» **Quoted passage**:
⟨

I passed down a pair of 17" Dell Ultrasharps (SXGA) to my mom and sister. They're turning 10 y.o. and still work. And I still have a pair of 20" Dell Ultras (WSXGA) that are turning 8 y.o. next year. One's docked to a laptop, the other to a LaserDisc player. One's fine, the other's showing power supply issues. (random on/off, similar to what you're reporting)

I've seen *much* older LCD panels at work, and most still work fine. They're not as bright that's for sure- but they're still usable.
 
Used a samsung syncmaster 226bw for 8+ years (which was on most the day) that started to take time displaying... was 2 min then 10 min.... screen would strobe but eventually took to long and i gave up and got another one. Could change 5-7 caps on the board to get it up again.... (i was lucky i didn't get the first year caps problem like some people ,a samsung syncmaster 226bw)
 
Used a samsung syncmaster 226bw for 8+ years (which was on most the day) that started to take time displaying... was 2 min then 10 min.... screen would strobe but eventually took to long and i gave up and got another one. Could change 5-7 caps on the board to get it up again.... (i was lucky i didn't get the first year caps problem like some people ,a samsung syncmaster 226bw)

⟩

» **Problem details**: Please continue the forum comments about aging LCD monitors from where they stop. You won't need the rows.

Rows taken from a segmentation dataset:
⟨

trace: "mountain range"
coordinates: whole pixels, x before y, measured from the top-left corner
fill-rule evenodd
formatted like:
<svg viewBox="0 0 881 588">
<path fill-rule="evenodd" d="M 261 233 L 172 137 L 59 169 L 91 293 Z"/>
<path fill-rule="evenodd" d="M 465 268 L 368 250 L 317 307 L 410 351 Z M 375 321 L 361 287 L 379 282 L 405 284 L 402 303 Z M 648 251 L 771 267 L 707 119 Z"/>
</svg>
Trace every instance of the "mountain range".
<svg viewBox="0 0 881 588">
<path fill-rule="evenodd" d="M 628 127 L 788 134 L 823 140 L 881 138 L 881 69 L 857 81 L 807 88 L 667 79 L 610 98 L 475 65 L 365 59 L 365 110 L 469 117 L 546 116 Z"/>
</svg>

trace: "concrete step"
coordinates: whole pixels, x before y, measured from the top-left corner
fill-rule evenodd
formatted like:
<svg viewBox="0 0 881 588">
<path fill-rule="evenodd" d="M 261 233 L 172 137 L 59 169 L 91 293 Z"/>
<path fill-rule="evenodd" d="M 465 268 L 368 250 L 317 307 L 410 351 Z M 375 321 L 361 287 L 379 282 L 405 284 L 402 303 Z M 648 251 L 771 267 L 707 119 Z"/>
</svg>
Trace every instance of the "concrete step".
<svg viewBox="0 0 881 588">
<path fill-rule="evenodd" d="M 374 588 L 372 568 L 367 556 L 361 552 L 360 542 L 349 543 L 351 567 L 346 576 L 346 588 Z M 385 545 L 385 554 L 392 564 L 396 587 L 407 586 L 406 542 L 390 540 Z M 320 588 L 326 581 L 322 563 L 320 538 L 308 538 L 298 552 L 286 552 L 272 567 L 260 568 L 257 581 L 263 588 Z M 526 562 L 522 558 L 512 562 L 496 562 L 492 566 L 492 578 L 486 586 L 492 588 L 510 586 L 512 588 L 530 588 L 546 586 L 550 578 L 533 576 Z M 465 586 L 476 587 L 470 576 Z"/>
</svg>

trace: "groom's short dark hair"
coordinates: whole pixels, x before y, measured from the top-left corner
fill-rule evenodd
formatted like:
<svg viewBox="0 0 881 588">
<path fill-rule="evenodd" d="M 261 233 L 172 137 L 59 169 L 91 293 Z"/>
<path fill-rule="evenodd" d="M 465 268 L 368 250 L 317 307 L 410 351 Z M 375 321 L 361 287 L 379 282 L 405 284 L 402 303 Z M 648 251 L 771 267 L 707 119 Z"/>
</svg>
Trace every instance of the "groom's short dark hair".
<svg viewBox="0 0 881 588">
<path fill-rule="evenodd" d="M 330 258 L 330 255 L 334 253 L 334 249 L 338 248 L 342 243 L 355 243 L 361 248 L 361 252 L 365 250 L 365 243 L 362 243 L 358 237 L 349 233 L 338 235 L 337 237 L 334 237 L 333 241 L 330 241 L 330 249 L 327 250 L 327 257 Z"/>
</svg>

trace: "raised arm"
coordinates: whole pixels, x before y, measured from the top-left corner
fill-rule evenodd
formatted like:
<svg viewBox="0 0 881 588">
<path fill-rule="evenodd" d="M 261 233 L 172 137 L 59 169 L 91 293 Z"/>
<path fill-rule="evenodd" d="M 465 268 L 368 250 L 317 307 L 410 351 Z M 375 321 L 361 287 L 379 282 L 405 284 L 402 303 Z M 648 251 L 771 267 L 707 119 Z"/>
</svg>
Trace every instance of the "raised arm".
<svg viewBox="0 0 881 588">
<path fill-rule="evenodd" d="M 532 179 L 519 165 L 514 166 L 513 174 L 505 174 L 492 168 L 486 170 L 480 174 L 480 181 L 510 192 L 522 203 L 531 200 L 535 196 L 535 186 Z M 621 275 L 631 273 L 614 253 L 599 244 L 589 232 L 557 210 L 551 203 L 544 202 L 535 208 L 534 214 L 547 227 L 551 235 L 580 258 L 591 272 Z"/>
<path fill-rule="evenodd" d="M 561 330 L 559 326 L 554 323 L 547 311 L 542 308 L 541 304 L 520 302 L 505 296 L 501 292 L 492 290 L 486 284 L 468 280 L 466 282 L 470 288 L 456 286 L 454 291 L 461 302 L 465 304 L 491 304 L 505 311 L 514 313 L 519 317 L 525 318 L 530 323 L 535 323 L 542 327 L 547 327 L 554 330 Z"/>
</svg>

⟩

» **Solved exercise**:
I'm using a 226BW right now for this, bought it in 2007. The display itself is surprisingly doing just as well as when I bought it. Haven't touched the brightness in years, but my calibrator says it is right on target. The power button has been glitching the last two years; sometimes when I press it, it activates one of the other buttons instead. :confused:

I have a 10 year old Samsung 17" that I use for my rack servers and Pentium II, it's crap for quality compared to anything else I have, but aside from stiffening plastic buttons, it works on a wide variety of systems, though it has occasionally had problems detecting a DVI signal (have to pound on the input selector a few times to get it to try again), generally a sign of the parts wearing out. Always gets a VGA signal though, did you try to use the VGA input with it?
 
I have an old Dell 2005FPW that is 9 years old and still working. The only issue its had so far is the bezel on one side cracked on its own many years ago.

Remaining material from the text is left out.